### SELECTED EXTRACT
I have a tester that let's you use a meter to get the actual voltages.
But, you can't have it hooked to the motherboard since, like this tester
you show, you plug the power supply directly into it.

Patty

w_tom February 3rd 05 12:37 PM

You have other obsolete equipment. Stuff that probe into
the connector of one obsolete power supply. Nylon expands and
holds probe in place. As probe is removed, then nylon returns
to original shape. Worry more that you will have a heart
attack. Stuff that probe in. Notice no damage. Do what we
have been doing long before you even existed. Somehow I feel
I am watching an episode of Fear Factor. Its only a probe.
Stuff it in and read the numbers - when power is off, in the
seconds that power is turned on, and as power stays on.

Patty wrote:
Tonight I thought about just using black electrical tape and taping
a paperclip to the probe to make it longer and thinner. You think
that would work?

### REQUIRED ACTIONS
1/ Answer these questions about the power supply testing thread:
(a) What does Patty's tester let her use to get the actual voltages?
(b) According to w_tom, what happens to the nylon once the probe is removed?
(c) What did Patty think about taping to the probe, and with what kind of tape?
2/ Resume the power supply testing thread, starting right after its last sentence.

Records of labeled points
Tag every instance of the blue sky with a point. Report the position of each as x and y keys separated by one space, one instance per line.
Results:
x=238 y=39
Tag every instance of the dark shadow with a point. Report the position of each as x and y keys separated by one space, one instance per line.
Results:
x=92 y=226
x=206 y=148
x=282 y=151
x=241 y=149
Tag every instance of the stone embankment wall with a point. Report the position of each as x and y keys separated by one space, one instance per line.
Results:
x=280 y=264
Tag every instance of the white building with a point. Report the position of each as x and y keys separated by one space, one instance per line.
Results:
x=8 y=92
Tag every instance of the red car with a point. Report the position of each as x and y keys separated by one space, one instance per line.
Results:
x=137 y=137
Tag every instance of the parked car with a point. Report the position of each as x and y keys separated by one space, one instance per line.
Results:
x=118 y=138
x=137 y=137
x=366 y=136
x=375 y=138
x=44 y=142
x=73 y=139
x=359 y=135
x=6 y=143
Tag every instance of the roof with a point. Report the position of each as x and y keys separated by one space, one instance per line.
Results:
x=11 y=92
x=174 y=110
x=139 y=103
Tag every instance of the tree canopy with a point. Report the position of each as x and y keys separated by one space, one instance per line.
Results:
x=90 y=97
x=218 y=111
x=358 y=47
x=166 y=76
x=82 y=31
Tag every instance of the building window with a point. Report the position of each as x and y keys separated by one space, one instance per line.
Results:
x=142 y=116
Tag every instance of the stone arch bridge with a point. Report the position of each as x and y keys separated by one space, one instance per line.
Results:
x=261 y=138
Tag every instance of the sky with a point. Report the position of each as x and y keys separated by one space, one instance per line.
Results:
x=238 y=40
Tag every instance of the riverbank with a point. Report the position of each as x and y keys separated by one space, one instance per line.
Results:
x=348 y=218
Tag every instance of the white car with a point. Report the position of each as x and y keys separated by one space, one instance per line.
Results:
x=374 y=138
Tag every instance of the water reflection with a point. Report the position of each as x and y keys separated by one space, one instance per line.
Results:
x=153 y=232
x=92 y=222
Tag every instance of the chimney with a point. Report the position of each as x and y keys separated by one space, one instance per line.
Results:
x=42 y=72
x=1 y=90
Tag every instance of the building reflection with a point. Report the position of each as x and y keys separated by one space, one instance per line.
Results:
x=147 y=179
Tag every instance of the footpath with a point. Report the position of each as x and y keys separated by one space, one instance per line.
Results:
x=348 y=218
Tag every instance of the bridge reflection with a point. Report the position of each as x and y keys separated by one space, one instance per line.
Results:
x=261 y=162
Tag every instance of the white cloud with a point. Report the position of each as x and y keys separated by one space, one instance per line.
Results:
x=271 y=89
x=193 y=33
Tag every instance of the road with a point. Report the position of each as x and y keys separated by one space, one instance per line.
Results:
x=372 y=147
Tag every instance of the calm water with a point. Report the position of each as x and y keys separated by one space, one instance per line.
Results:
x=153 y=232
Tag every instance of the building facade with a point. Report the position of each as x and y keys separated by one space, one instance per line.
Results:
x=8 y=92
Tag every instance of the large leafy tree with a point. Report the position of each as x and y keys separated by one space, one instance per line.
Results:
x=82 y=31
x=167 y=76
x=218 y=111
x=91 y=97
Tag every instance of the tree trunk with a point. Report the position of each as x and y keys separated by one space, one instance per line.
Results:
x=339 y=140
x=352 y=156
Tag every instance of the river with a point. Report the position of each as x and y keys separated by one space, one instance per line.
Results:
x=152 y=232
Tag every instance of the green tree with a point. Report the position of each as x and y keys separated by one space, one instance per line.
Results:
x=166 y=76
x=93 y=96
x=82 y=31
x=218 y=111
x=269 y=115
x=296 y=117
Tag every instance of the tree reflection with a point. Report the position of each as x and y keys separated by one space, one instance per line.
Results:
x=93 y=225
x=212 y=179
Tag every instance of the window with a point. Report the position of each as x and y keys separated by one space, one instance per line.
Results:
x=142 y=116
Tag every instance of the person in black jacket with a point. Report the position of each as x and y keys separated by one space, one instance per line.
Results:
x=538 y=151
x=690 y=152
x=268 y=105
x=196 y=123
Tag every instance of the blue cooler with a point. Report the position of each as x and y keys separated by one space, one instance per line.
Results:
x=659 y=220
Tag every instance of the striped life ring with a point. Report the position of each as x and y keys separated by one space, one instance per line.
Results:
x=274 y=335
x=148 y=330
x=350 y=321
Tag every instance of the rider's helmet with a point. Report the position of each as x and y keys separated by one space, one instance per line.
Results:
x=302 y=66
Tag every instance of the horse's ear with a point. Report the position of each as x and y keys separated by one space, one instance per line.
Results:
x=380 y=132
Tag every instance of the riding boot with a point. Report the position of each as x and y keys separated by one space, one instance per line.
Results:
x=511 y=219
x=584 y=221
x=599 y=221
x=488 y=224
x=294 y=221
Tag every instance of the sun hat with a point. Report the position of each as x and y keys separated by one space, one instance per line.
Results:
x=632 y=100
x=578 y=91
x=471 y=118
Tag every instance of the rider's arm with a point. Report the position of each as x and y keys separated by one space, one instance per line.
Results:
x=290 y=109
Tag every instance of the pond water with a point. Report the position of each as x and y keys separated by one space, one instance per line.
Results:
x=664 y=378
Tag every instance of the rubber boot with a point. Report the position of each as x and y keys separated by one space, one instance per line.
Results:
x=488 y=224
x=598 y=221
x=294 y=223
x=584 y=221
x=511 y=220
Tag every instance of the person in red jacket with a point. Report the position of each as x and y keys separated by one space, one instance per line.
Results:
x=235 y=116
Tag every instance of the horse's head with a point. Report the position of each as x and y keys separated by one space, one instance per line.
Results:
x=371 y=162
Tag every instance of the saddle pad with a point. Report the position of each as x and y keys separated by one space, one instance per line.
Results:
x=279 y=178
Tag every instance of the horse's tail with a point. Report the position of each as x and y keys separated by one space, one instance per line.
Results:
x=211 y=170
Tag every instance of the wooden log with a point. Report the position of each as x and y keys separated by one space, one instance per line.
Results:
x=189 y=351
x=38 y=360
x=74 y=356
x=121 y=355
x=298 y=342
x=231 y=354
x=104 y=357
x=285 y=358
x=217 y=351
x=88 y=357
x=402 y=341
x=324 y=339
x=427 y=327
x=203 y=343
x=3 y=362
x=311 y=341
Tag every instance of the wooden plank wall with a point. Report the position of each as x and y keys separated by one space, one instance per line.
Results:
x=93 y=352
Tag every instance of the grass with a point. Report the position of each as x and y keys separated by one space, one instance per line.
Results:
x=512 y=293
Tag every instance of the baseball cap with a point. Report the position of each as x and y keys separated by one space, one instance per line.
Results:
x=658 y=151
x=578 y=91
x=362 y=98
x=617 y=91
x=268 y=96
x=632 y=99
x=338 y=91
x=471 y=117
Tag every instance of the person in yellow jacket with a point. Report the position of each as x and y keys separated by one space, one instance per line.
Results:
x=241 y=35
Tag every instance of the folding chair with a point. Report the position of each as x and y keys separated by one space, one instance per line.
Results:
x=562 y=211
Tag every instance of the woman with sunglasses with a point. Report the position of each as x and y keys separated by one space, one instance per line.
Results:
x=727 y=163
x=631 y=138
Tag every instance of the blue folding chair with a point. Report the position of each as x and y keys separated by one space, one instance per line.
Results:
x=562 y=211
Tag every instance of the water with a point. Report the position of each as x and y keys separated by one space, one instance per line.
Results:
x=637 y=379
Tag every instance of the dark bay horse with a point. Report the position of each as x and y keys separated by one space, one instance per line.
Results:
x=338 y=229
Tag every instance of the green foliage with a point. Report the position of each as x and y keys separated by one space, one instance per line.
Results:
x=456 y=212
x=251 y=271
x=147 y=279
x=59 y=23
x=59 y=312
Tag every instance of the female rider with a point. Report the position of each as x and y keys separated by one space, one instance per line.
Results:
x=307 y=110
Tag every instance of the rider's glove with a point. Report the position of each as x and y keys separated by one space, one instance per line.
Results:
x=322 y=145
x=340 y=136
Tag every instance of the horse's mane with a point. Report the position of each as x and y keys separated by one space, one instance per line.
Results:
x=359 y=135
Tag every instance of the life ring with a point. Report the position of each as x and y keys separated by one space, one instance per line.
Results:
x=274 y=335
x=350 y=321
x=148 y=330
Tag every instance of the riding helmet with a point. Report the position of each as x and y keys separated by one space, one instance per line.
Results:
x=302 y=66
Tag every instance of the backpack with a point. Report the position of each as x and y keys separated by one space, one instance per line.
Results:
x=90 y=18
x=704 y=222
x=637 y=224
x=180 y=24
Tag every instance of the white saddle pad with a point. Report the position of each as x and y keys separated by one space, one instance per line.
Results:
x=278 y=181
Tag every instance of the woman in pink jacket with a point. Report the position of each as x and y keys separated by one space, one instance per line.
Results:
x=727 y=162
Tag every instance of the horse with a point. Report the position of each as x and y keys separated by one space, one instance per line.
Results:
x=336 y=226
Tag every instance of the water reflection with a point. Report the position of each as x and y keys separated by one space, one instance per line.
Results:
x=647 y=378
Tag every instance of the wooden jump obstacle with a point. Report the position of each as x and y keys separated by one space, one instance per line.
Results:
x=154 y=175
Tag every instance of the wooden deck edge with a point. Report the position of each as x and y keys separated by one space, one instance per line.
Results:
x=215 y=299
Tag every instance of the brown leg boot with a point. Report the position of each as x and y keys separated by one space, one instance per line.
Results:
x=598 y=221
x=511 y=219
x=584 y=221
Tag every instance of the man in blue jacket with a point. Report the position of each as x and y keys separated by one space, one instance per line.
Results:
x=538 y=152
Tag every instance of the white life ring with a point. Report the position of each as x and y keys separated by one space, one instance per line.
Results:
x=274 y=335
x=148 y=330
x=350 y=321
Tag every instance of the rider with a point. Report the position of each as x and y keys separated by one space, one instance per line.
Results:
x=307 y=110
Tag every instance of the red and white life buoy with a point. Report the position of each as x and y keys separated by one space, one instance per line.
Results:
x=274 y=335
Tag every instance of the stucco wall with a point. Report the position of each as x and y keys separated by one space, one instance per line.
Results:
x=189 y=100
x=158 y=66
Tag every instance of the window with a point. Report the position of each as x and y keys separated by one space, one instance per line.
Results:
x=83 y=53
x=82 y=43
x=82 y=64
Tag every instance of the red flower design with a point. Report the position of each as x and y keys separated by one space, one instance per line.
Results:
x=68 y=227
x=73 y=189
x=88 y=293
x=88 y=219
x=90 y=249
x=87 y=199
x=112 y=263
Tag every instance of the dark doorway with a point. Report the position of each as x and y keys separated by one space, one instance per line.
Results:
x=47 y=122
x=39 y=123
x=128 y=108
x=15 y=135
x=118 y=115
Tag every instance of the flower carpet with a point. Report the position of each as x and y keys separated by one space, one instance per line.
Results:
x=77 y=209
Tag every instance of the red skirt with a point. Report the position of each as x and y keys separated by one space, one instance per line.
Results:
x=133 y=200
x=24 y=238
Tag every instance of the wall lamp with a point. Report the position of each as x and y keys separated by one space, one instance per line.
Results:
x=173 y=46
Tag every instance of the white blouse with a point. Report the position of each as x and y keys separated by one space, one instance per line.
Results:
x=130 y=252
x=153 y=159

### ANSWERS TO THE EXERCISES
1/
(a) A meter.
(b) It returns to its original shape.
(c) A paperclip, with black electrical tape.

2/
Overlord February 3rd 05 11:16 PM

On Sun, 30 Jan 2005 14:43:37 -0500, Patty wrote:

On Sun, 30 Jan 2005 19:12:37 GMT, sbb78247 wrote:

56K internal??? My fax modem is a 28k external - you must really be up with
the times.

I just sold the majority of my old junk around Christmas to a guy that
wanted a system for his kid, P4/1.7, 80g hd, 845 based mobo, antec case,
52x cdrw, 512mb mem, basically a hotrod from 4 years ago. They were happy
and I got some coin out of the deal.

S


Oh, I wish you could see the boxes of junk I have. Would you believe an
old 120MB hard drive? Yep, it was top of the line in its day. I got a
386SX board in a box if anyone wants it. ;o) This computer I'm looking at
is turning out to be quite a dinosaur too. Just checked the hard drive.
Seagate Medalist Pro 2520 (2.5Gb) so, I think the ole 200Mhz might just
work out fine for her. I'm gonna stick a Diamond 4MB video card in it and
floppy drive and see if it will boot up to a floppy. Then we'll go from
there.

Darn, I gotta get rid of this old junk! ;o)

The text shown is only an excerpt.